**REQUEST 1:** In the payroll card account, how much money had been loaded onto one card before any payroll went onto it?
**REQUEST 2:** Condense the payroll card account's paragraph beginning "On our side about it" into a short bulleted list that keeps its main facts.
**REQUEST 3:** From the payroll card account, list the needs the associate said the card met for her vacation.
───── TEXT PASSAGE ─────
And probably the highest compliment or level of success that we had at doing that is, when we went to launch the product, we actually put cards on the market before the first pay would go onto to those cards and had several employees who signed up. One of the cards we noticed -- ’cause we gave the ability to load money on the card so it wasn’t just your pay that got loaded, if you were in a Wal-Mart store you could load any money you wanted onto that card for free -- had $1,500 loaded onto us. And we started scratching our heads going, ‘How is there already $1,500 on this card that we haven’t even loaded any payroll to?’ So the store -- we got a hold of the store, the store got a hold of the associate, and the associate said, ‘This was great. I was about to go on vacation, and I was trying to figure out, one, how I was going to book a hotel room and a rental car.’ Cause they didn’t have access to the traditional banking system, and I know that’s hard for a lot of us in this room to believe or see, but when you talk about Wal-Mart associates who are cashiers, who this may be their part-time job, it’s very real for them. So it enabled them to book their vacation and use the card to get a rental car. The other thing she said that was great is she was worried about taking that $1,500 and going on this vacation and having to carry that cash and the security that was involved with carrying that cash, and she said, ‘This gave me a great solution where I could put the money on.’ One of things that we did is we built so that you can take any amount off at any of our registers as many times as you want for free, so basically turned our registers into an ATM for these products. And so she said, ‘So pretty much anywhere I’m going to go on vacation there’s going to be a Wal-Mart. And if I need cash, I could just go into the Wal-Mart store and get my cash, and otherwise I could just use the card how I wanted to use the card.’ So as we looked at it, we were giving associates the empowerment to live life differently and that was really a powerful message.
On our side about it, it was all about efficiency. When we first met with our executive team and talked about what we were going to do with the product, the first objective they gave us is this can never be a profit generator from Wal-Mart. The goal of the card is not to get our associates to give money back to us unless they’re buying products. So that freed us up to do some creative things on the card and make sure that we held our suppliers to close to the same amount of not make any money. They do have to get return on the investment that they have into the products, but we made sure that it was very advantageous to our associate.
───── RECORDED INFORMATION ─────
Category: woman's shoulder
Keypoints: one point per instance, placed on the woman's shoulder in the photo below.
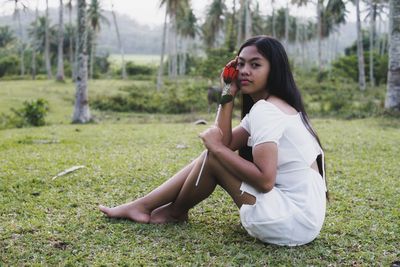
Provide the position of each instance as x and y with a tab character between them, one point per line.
274	105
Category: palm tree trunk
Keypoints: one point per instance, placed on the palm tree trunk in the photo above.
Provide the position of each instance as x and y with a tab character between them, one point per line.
47	43
173	70
60	52
393	84
81	110
160	68
248	20
71	44
121	48
240	23
287	25
92	54
21	46
372	43
360	51
319	35
273	19
34	46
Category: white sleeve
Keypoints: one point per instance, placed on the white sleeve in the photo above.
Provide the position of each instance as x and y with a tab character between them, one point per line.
266	124
245	123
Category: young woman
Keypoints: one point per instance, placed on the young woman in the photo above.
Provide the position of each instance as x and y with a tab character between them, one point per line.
278	183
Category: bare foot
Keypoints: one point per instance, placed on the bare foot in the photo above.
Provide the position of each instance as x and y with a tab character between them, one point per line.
164	214
131	211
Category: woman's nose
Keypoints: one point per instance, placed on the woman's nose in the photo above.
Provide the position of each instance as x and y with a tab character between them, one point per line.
244	70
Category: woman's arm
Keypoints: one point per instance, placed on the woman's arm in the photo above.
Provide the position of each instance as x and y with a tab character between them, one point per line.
261	174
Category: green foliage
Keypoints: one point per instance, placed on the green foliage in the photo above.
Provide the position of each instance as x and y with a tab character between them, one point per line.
347	67
32	113
176	97
336	98
212	65
46	222
6	36
133	69
9	65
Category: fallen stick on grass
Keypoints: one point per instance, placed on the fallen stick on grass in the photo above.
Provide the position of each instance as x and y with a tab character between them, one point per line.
─────
**EXERCISE ANSWER 1:** $1,500

**EXERCISE ANSWER 2:**
- The company's focus was efficiency.
- The executive team's first objective: the card must never be a profit generator for Wal-Mart.
- The card's goal is not to get associates to give money back to the company, except when they buy products.
- This freed the team to do creative things with the card and to hold suppliers to making close to no money.
- Suppliers still need a return on their investment, but the terms were made very advantageous to associates.

**EXERCISE ANSWER 3:**
- Booking a hotel room
- Getting a rental car
- Avoiding the security risk of carrying $1,500 in cash
- Getting cash at a Wal-Mart store wherever she went
- Using the card however she wanted